**Material provided:**
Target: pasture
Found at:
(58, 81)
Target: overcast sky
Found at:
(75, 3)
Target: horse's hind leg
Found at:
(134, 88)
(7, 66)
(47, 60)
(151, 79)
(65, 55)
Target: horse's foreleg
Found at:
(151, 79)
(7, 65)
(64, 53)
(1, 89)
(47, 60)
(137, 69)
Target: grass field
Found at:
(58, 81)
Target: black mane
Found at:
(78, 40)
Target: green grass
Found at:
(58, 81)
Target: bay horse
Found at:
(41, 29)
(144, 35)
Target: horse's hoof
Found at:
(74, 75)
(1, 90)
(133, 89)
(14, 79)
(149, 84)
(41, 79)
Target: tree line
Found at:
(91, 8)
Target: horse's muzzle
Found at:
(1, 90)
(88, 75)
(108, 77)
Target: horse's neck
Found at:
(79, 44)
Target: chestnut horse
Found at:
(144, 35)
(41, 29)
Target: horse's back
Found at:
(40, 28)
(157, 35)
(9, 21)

**Given request:**
Rewrite the entire listing above, changing every "Found at" to "Located at" and keeping everything else the same.

**Reply to the task:**
Target: pasture
Located at:
(58, 81)
Target: overcast sky
Located at:
(75, 3)
Target: horse's hind leg
Located at:
(134, 88)
(7, 66)
(47, 60)
(151, 79)
(65, 55)
Target: horse's foreleg
Located at:
(151, 79)
(7, 65)
(64, 53)
(1, 89)
(47, 60)
(137, 69)
Target: grass field
Located at:
(58, 81)
Target: black mane
Located at:
(78, 40)
Target: green grass
Located at:
(58, 81)
Target: bay horse
Located at:
(41, 29)
(144, 35)
Target: horse's hoof
Located at:
(74, 75)
(1, 90)
(133, 89)
(14, 79)
(149, 84)
(41, 79)
Target: tree line
Located at:
(91, 8)
Target: horse's muzzle
Located at:
(1, 90)
(88, 75)
(108, 77)
Target: horse's neck
Located at:
(79, 44)
Target: chestnut horse
Located at:
(144, 35)
(41, 29)
Target: horse's back
Located at:
(40, 28)
(157, 35)
(9, 21)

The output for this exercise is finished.